WHAT IS REQUIRED
For this exercise, copy out each line of the material below that includes "shoreline".

DATA SUPPLIED
━━━━━━━━━━━━━━━━━━━━

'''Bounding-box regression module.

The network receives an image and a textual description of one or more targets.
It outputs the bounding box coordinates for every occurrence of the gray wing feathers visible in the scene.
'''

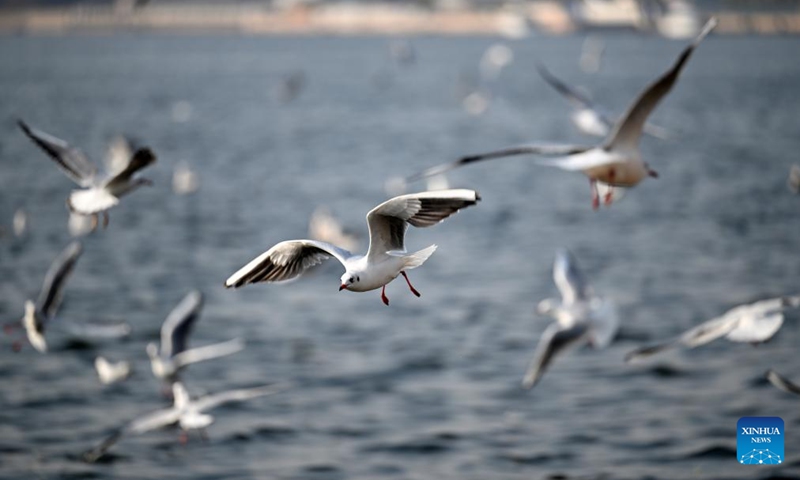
[366,190,480,259]
[766,370,800,397]
[553,249,592,306]
[407,145,590,183]
[522,322,589,389]
[37,242,83,319]
[160,291,204,358]
[18,120,97,186]
[104,148,156,187]
[225,240,351,288]
[606,17,716,149]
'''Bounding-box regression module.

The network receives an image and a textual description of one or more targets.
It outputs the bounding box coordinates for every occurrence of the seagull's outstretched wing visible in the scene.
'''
[365,189,480,261]
[18,120,97,186]
[766,370,800,397]
[606,17,716,150]
[407,144,590,182]
[160,291,204,358]
[82,408,180,463]
[536,62,608,118]
[624,314,737,363]
[36,242,83,319]
[193,383,290,413]
[225,240,352,288]
[173,338,244,368]
[553,249,592,306]
[522,322,589,390]
[103,148,156,188]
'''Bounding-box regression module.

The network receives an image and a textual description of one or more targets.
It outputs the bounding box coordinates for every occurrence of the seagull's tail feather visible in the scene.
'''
[624,341,676,363]
[402,245,438,270]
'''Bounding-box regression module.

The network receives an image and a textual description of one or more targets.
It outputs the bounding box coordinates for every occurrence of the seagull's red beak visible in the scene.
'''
[648,169,659,178]
[339,284,347,291]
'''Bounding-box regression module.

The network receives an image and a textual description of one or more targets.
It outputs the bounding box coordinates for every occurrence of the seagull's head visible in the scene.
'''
[339,272,360,291]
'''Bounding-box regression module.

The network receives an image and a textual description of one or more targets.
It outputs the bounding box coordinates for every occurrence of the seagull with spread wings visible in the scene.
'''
[225,189,480,306]
[4,242,83,353]
[408,18,716,210]
[18,120,156,230]
[625,295,800,363]
[523,249,618,389]
[83,381,288,462]
[146,291,244,385]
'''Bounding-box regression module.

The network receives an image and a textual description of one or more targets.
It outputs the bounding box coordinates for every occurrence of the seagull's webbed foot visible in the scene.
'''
[11,340,23,352]
[401,271,421,297]
[590,179,599,211]
[381,285,390,306]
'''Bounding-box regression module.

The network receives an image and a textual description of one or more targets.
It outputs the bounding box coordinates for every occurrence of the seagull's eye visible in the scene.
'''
[356,276,360,282]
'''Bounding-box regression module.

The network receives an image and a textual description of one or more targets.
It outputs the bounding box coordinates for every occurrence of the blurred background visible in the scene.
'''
[1,0,800,479]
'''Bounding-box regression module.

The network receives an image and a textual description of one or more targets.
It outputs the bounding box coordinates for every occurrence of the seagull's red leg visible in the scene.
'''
[178,431,189,445]
[400,271,421,297]
[90,214,98,232]
[604,168,616,206]
[590,179,599,210]
[380,285,389,306]
[102,212,109,229]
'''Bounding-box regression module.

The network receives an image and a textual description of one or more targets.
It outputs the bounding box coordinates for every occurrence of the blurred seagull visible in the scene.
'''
[12,208,28,238]
[172,160,200,195]
[579,35,605,74]
[523,249,619,389]
[408,18,716,210]
[83,381,288,462]
[104,135,140,176]
[146,291,244,385]
[5,242,82,353]
[95,356,132,385]
[625,295,800,363]
[308,206,360,253]
[766,370,800,397]
[18,120,156,230]
[535,63,670,140]
[225,190,481,306]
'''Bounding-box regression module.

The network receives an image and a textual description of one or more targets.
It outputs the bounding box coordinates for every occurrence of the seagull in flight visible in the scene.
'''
[535,62,670,140]
[18,120,156,230]
[83,381,287,462]
[766,370,800,397]
[146,291,244,385]
[523,249,619,389]
[4,242,83,353]
[625,295,800,363]
[225,189,480,306]
[407,18,716,210]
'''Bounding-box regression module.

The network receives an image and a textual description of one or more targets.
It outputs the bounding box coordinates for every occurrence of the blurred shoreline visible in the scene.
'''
[1,1,800,36]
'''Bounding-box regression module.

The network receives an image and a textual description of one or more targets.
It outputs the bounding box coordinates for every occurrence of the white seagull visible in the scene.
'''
[225,189,481,306]
[523,249,619,389]
[95,356,132,385]
[18,120,156,230]
[535,63,670,140]
[625,295,800,363]
[408,18,716,210]
[5,242,83,353]
[146,291,244,385]
[766,370,800,397]
[83,381,288,462]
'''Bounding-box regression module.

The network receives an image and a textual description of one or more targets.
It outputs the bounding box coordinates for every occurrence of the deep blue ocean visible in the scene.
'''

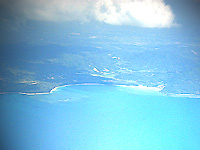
[1,85,200,150]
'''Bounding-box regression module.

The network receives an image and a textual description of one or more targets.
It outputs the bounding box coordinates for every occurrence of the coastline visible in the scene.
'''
[117,84,165,92]
[167,93,200,99]
[49,84,70,93]
[117,84,200,98]
[19,83,103,96]
[18,84,70,96]
[1,83,199,99]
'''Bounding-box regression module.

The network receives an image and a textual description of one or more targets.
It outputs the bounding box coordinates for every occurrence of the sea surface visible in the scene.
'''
[1,85,200,150]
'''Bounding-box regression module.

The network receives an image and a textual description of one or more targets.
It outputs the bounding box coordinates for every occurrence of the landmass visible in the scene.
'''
[0,43,199,96]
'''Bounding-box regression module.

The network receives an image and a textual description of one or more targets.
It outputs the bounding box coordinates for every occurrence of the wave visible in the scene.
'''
[3,83,199,99]
[19,83,104,96]
[167,93,200,99]
[117,84,200,98]
[49,85,69,93]
[116,84,165,96]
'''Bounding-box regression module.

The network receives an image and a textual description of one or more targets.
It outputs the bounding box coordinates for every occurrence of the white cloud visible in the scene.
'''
[14,0,94,22]
[94,0,175,27]
[1,0,175,28]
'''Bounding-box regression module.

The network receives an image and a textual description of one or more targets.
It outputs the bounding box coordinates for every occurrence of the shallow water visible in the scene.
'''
[1,85,200,150]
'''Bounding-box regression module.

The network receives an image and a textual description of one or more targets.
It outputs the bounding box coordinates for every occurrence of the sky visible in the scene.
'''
[0,0,200,27]
[0,0,200,43]
[2,0,176,28]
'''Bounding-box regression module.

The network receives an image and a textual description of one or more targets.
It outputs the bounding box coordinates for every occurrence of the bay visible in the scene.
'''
[1,85,200,150]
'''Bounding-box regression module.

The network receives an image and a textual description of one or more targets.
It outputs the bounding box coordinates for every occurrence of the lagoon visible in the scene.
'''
[1,85,200,150]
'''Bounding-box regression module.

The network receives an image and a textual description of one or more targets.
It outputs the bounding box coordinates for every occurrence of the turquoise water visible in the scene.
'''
[1,85,200,150]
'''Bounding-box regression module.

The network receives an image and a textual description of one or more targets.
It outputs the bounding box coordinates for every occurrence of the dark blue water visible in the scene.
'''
[1,85,200,150]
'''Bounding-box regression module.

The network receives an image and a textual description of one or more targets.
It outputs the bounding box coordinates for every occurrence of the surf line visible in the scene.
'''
[19,83,104,96]
[117,84,165,92]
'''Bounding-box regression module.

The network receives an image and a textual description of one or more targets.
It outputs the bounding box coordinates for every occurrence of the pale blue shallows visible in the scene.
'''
[1,85,200,150]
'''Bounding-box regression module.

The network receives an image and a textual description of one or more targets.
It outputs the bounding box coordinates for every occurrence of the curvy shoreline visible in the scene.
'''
[1,83,200,98]
[117,84,165,92]
[167,93,200,99]
[19,83,103,96]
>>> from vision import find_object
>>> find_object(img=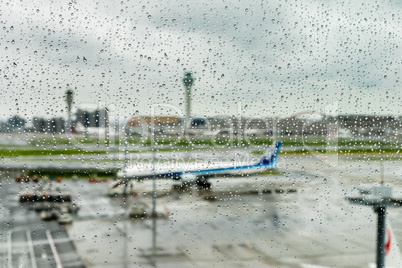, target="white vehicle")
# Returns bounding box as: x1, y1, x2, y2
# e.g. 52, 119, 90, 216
40, 210, 57, 221
58, 213, 73, 224
128, 204, 146, 218
108, 180, 136, 196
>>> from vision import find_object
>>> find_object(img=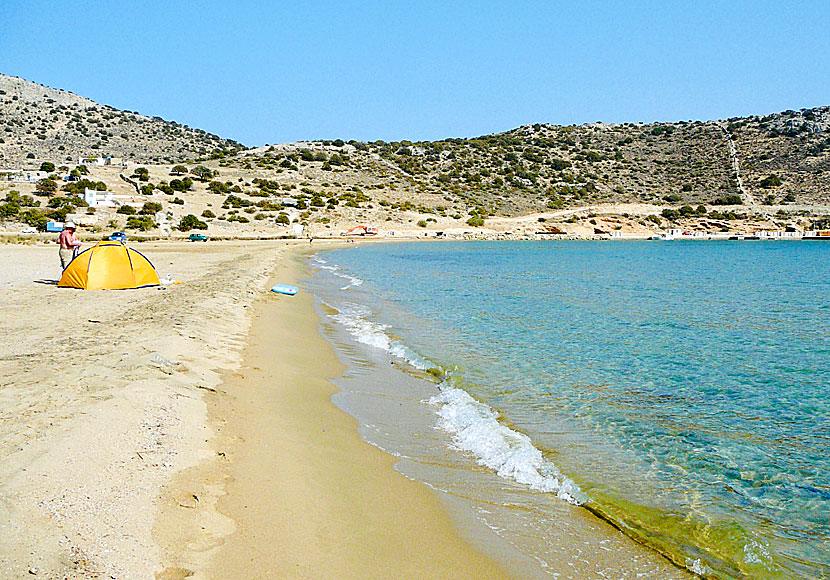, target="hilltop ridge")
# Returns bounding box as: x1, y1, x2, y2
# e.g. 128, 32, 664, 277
1, 73, 829, 239
0, 74, 243, 166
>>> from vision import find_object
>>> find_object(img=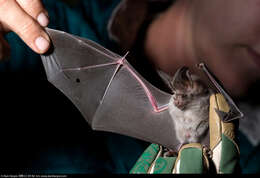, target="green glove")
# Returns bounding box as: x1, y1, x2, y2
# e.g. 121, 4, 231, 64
130, 93, 240, 174
130, 143, 210, 174
209, 93, 240, 173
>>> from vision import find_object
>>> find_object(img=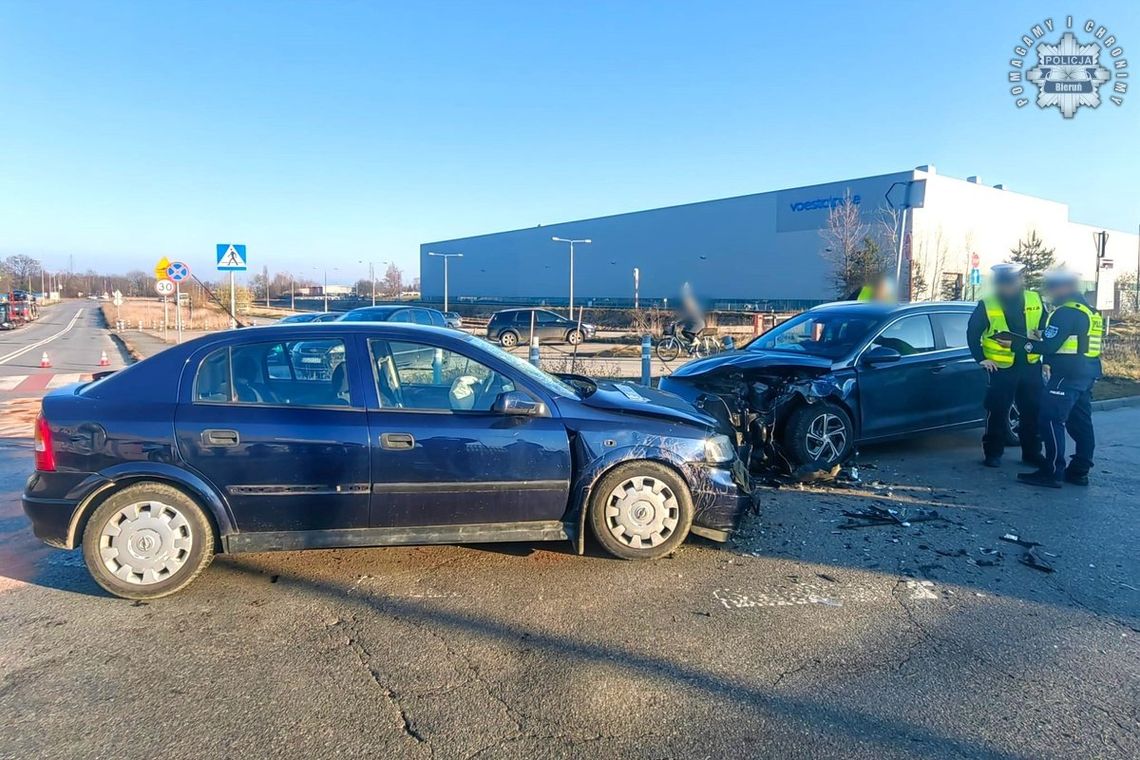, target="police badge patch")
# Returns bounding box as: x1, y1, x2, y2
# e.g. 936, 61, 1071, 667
1044, 325, 1060, 338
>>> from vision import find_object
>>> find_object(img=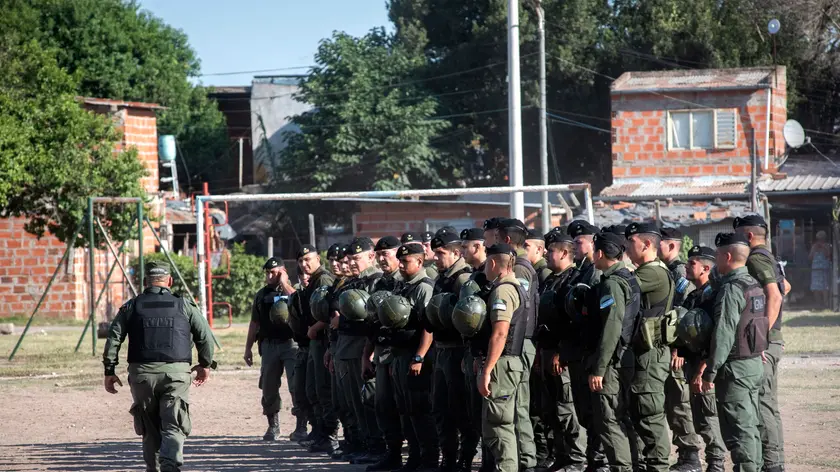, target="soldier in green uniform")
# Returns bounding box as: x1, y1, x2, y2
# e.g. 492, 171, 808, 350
364, 235, 406, 472
463, 227, 488, 271
538, 231, 586, 472
733, 215, 789, 472
244, 257, 299, 441
496, 220, 539, 471
683, 246, 726, 472
422, 231, 441, 280
585, 231, 637, 472
332, 238, 386, 462
289, 264, 313, 442
701, 233, 767, 472
526, 229, 553, 285
103, 261, 214, 472
483, 218, 503, 248
473, 243, 536, 472
658, 228, 701, 472
429, 232, 476, 471
568, 220, 608, 470
624, 222, 673, 472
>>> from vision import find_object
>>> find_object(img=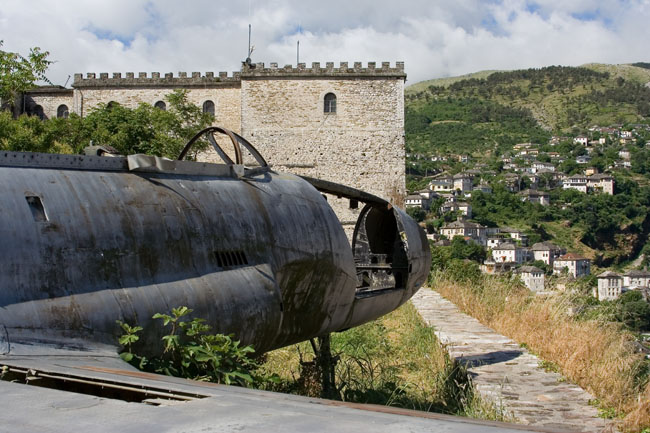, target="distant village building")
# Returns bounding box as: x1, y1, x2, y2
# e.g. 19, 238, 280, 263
519, 189, 550, 206
480, 259, 514, 275
500, 228, 528, 246
486, 234, 509, 249
405, 194, 430, 209
516, 266, 545, 292
440, 220, 487, 245
440, 201, 472, 218
595, 269, 650, 300
576, 155, 592, 164
553, 253, 591, 278
452, 173, 473, 193
492, 242, 529, 264
531, 242, 565, 266
563, 175, 588, 193
574, 136, 589, 146
597, 271, 623, 301
587, 174, 615, 195
429, 175, 453, 193
473, 183, 492, 194
623, 270, 650, 289
532, 162, 555, 173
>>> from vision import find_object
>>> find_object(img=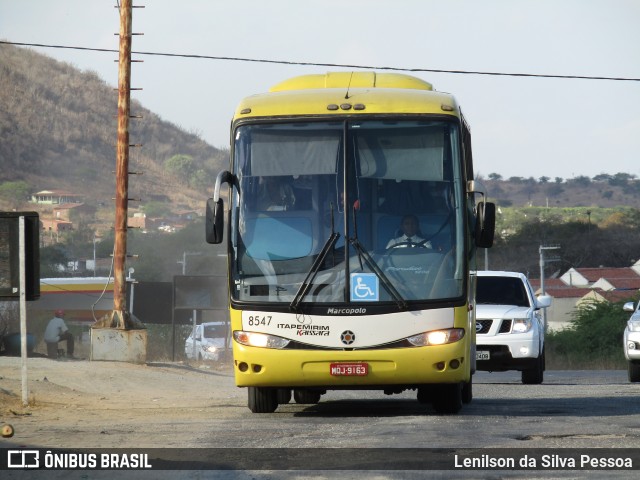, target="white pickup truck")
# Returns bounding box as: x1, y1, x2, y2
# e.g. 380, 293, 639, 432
475, 271, 552, 384
622, 300, 640, 382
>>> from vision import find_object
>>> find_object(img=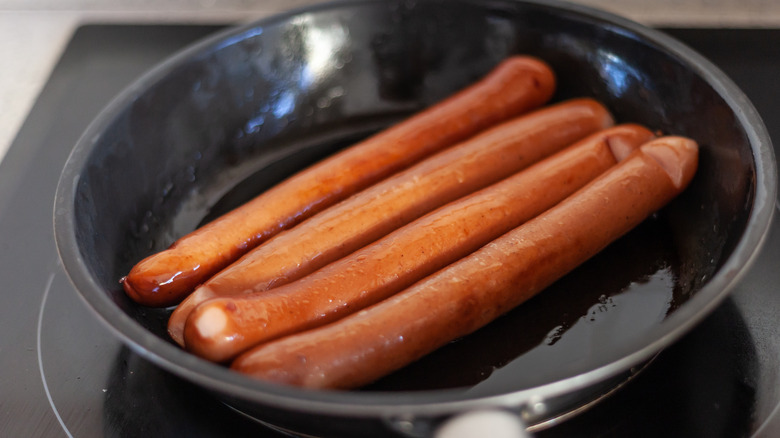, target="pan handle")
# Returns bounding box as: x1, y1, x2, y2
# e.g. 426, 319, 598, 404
434, 409, 531, 438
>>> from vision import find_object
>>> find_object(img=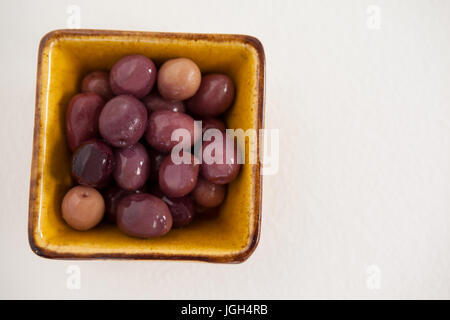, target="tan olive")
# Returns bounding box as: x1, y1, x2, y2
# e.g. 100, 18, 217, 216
157, 58, 201, 101
61, 186, 105, 231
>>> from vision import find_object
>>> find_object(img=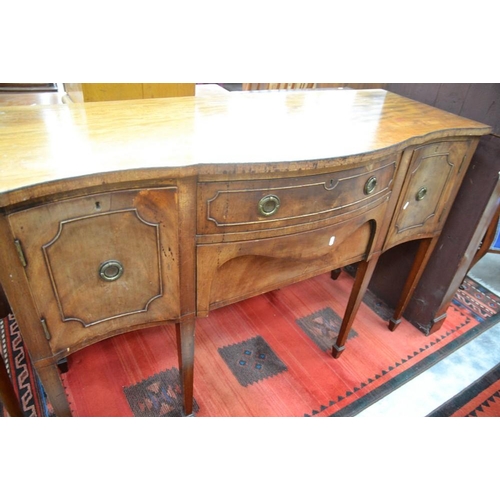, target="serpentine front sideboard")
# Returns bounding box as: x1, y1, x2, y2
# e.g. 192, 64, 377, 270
0, 89, 491, 416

━━━━━━━━━━━━━━━━━━━━

ANSWER SPACE
It outputs the bounding box coordinates for every occurrence of the blurred shoreline visible in the scene.
It outputs the bounding box coordinates for every occurrence of the curvy shoreline visible in the scene.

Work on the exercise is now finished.